- [Work to complete]: What follows is a block of records; restate each one word for word.

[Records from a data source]
________________________________________

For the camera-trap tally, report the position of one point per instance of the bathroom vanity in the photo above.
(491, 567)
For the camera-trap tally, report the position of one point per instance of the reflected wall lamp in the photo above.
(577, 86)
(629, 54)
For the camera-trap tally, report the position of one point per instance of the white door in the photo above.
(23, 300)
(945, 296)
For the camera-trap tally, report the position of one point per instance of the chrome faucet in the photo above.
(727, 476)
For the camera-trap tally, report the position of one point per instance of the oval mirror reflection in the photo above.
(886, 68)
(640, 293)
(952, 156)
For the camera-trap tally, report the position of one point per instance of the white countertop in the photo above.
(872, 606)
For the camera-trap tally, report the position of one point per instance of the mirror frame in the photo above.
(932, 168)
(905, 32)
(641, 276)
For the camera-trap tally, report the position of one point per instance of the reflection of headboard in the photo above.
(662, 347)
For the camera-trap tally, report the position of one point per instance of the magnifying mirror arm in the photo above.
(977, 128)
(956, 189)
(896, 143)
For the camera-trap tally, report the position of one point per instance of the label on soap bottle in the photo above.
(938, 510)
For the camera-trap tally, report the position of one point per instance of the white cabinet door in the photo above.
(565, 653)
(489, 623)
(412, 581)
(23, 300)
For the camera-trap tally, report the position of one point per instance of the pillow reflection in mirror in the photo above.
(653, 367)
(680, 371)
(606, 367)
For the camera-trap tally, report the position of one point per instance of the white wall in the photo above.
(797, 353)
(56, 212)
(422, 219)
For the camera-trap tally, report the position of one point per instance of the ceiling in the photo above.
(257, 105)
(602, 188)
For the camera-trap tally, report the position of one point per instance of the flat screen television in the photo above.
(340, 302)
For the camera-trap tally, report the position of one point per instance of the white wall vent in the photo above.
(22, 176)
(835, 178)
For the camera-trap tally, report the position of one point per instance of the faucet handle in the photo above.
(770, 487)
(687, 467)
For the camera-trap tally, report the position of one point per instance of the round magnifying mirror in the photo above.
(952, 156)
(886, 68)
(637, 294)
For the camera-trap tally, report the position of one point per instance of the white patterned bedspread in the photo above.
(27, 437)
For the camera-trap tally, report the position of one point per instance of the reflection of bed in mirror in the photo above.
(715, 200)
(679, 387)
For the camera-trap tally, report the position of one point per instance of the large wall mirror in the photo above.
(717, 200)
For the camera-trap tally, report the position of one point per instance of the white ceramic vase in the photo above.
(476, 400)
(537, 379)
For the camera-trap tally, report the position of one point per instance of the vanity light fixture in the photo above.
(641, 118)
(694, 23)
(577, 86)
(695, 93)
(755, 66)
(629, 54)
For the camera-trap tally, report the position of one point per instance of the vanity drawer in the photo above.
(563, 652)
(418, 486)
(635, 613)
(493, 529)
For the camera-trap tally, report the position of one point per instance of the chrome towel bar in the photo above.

________________________________________

- [Task response]:
For the camera-trap tally, report the position of one point per instance of the bathroom vanity in the photo above.
(491, 567)
For the camera-trap tally, report the position of one point per instance of the reflected wall lamp in the photo above.
(577, 86)
(629, 54)
For the camera-trap tally, report the position of one point per instance of the white door in the photo above.
(23, 300)
(945, 296)
For the camera-trap tally, report the position of one point per instance of the chrome faucet in the photo above.
(727, 476)
For the camera-trap tally, report the position of one point per instance of the oval mirror reflection in the photo above.
(886, 68)
(640, 293)
(952, 156)
For the camera-trap tally, report the position of one point per instance of the white countertop in the photo above.
(872, 606)
For the camera-trap tally, report the position of one point per instance of the mirror frame in the photo above.
(932, 168)
(905, 32)
(641, 276)
For the camera-trap tally, report the position of one point per instance of the reflection of headboard in the photo above.
(662, 347)
For the camera-trap tally, report the position of one point per instance of the magnifying mirror arm in the photo above.
(977, 128)
(956, 189)
(896, 143)
For the camera-trap tally, report the position of one point per instance of the label on soap bottle in the photo above.
(938, 510)
For the camera-trap tally, report the position of one point per instance of the white cabinet door in the photo above.
(565, 653)
(489, 623)
(412, 581)
(23, 300)
For the camera-trap tally, report the position of one point per instance of the pillow reflection in mirror in the photo above.
(653, 367)
(680, 371)
(606, 367)
For the camera-trap tally, report the position of one point per instance of the white wall in the photo above.
(797, 353)
(56, 212)
(422, 219)
For the camera-trap tally, report the position of one point per instance of the ceiling in the photo above.
(257, 105)
(602, 188)
For the camera-trap tally, report the position of one point per instance of the flat screen television in the photo above.
(340, 302)
For the camera-trap tally, report the position of one point per instance of the white wall vent in the photo above.
(22, 176)
(835, 178)
For the camera-trap tally, report the position of one point per instance of the faucet handle in the photo above.
(770, 487)
(687, 467)
For the camera-trap tally, report the position of one point per instance of the round magnifying mirror in the photo above.
(952, 156)
(886, 68)
(637, 294)
For the camera-trap tally, report the position of one point per instance of the white patterned bedspread in the photo above.
(27, 437)
For the camera-trap tally, report the position of one point per instance of the reflection of bed in mirror in the photo above.
(715, 200)
(679, 387)
For the camera-trap tally, report the position of one point per instance of the large wall mirror in the photo above.
(717, 200)
For the camera-trap tally, report the position of one point per instance of the white ceramic vase in the photo above.
(476, 400)
(537, 379)
For the camera-trap tally, report the position of one point per instance of the vanity light fixture in the photo above.
(641, 118)
(694, 23)
(577, 86)
(695, 93)
(755, 66)
(629, 54)
For the camera-trap tally, report the position of one point per instance of the vanity drawer in the photo above.
(563, 652)
(418, 486)
(635, 613)
(493, 529)
For the camera-trap tally, report the position of one point per instance of the chrome towel bar in the photo above.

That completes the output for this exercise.